Supplied entries —
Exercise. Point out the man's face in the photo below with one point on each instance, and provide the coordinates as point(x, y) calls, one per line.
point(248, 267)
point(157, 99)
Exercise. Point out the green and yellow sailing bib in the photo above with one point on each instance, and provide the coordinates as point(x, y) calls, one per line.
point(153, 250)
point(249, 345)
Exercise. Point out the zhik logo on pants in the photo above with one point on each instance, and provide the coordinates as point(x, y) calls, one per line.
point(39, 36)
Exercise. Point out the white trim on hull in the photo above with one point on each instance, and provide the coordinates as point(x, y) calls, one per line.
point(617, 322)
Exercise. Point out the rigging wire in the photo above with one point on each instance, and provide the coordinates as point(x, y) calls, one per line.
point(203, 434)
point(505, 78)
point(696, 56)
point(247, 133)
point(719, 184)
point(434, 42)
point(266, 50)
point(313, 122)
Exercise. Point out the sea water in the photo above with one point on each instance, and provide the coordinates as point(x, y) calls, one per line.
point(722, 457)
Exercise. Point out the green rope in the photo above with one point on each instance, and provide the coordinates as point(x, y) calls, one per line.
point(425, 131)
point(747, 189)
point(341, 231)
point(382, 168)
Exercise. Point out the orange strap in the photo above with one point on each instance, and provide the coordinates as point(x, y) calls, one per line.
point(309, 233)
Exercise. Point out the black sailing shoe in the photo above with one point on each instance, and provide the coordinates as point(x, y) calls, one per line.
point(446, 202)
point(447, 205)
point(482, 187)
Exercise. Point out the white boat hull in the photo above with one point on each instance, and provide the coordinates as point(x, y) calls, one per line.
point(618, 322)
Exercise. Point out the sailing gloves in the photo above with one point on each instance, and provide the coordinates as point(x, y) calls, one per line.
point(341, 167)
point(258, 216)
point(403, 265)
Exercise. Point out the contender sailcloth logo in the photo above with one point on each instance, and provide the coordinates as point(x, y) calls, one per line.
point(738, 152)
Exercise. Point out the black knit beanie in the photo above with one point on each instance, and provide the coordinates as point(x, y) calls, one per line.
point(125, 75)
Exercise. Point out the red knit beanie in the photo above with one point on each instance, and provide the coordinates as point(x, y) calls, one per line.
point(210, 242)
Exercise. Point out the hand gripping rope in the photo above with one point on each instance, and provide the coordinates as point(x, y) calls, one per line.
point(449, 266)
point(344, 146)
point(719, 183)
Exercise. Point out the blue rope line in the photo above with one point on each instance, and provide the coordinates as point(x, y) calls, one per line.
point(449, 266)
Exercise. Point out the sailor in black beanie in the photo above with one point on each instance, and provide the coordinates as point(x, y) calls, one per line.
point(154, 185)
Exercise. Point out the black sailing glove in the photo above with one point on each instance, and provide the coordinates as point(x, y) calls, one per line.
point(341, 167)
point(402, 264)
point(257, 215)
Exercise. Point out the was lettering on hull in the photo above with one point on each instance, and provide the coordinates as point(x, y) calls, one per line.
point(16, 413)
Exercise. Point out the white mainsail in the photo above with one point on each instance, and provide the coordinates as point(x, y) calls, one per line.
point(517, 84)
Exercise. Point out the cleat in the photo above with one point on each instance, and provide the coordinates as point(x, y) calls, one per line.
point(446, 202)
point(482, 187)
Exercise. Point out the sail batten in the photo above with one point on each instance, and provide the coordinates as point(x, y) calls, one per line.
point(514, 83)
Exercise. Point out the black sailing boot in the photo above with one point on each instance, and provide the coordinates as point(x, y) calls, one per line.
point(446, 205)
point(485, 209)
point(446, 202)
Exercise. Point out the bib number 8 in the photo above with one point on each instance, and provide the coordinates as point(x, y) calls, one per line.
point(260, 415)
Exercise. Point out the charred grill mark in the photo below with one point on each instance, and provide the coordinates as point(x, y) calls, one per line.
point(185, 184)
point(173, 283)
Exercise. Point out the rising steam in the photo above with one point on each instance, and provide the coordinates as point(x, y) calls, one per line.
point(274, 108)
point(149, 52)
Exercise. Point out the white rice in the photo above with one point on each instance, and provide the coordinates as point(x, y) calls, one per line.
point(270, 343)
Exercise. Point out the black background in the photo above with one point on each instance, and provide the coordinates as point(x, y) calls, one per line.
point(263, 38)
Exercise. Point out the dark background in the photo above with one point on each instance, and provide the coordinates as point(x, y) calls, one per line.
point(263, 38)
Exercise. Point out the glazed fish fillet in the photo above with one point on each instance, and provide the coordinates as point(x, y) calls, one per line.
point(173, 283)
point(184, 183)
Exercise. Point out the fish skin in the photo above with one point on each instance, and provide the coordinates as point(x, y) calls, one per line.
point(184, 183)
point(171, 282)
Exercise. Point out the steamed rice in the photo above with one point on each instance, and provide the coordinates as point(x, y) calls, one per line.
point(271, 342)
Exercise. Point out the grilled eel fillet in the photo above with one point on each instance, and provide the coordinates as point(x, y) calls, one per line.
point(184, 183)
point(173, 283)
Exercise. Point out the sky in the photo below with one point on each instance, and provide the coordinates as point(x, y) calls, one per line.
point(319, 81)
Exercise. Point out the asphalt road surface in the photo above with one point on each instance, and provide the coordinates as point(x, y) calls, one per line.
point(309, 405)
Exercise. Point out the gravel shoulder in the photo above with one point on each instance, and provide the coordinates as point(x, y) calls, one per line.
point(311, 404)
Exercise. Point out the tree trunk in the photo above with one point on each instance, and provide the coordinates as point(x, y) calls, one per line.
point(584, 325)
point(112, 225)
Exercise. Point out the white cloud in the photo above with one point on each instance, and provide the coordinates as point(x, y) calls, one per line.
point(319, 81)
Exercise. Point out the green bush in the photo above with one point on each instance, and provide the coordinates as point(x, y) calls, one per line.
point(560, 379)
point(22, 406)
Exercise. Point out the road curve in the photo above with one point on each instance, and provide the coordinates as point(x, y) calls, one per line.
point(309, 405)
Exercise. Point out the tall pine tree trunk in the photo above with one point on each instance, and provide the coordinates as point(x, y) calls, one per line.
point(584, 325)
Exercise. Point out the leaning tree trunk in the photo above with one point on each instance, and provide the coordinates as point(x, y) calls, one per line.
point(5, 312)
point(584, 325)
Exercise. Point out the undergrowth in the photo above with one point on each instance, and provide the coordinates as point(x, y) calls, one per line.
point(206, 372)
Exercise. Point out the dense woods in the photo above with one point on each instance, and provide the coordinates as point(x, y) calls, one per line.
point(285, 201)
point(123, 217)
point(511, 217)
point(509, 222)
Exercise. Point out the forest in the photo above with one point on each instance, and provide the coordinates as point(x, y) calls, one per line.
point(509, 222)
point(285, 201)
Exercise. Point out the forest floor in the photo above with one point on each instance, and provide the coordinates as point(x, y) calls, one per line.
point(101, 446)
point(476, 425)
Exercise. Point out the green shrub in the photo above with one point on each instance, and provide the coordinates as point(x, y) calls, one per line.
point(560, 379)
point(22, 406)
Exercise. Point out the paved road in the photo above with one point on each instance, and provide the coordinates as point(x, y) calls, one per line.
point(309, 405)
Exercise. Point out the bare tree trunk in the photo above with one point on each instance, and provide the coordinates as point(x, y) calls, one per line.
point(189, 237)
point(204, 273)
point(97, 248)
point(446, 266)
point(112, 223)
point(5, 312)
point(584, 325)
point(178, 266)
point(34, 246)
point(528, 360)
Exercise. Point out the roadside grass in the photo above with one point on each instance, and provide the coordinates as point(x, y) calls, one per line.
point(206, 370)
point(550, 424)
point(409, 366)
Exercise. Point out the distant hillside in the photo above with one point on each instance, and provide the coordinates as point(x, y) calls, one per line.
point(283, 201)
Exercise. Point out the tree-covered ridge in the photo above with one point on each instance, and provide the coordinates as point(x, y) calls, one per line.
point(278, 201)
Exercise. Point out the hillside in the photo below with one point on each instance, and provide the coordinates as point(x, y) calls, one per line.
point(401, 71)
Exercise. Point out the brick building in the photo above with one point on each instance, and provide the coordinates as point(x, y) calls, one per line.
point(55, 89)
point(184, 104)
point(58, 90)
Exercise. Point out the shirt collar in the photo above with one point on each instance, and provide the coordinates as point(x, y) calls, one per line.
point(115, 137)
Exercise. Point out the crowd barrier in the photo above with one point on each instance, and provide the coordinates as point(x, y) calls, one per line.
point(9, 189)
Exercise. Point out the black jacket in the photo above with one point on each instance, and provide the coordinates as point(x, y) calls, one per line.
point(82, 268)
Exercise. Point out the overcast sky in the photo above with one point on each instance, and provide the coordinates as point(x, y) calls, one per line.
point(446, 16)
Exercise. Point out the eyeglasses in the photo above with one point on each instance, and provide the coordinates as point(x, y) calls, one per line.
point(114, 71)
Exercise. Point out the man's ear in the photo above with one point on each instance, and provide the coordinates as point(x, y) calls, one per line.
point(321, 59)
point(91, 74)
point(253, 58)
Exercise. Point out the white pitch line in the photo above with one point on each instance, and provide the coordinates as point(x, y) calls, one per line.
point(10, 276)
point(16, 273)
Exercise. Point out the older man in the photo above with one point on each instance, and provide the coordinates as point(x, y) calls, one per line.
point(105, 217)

Do this — Copy out, unchanged, the rows from the very first line down to the line containing "point(39, 36)", with both of those lines included.

The completed task —
Exercise. Point out the man's face in the photo below with one point on each instance, and provide the coordinates as point(x, y) calls, one per line.
point(248, 267)
point(157, 99)
Exercise. Point out the green and yellow sailing bib in the photo above with one point on each instance, and provide the coordinates as point(x, y) calls, one per line.
point(153, 250)
point(249, 345)
Exercise. Point out the zhik logo on pants in the photo above with one point on each instance, and provide the coordinates as point(x, y) calls, one per line.
point(39, 36)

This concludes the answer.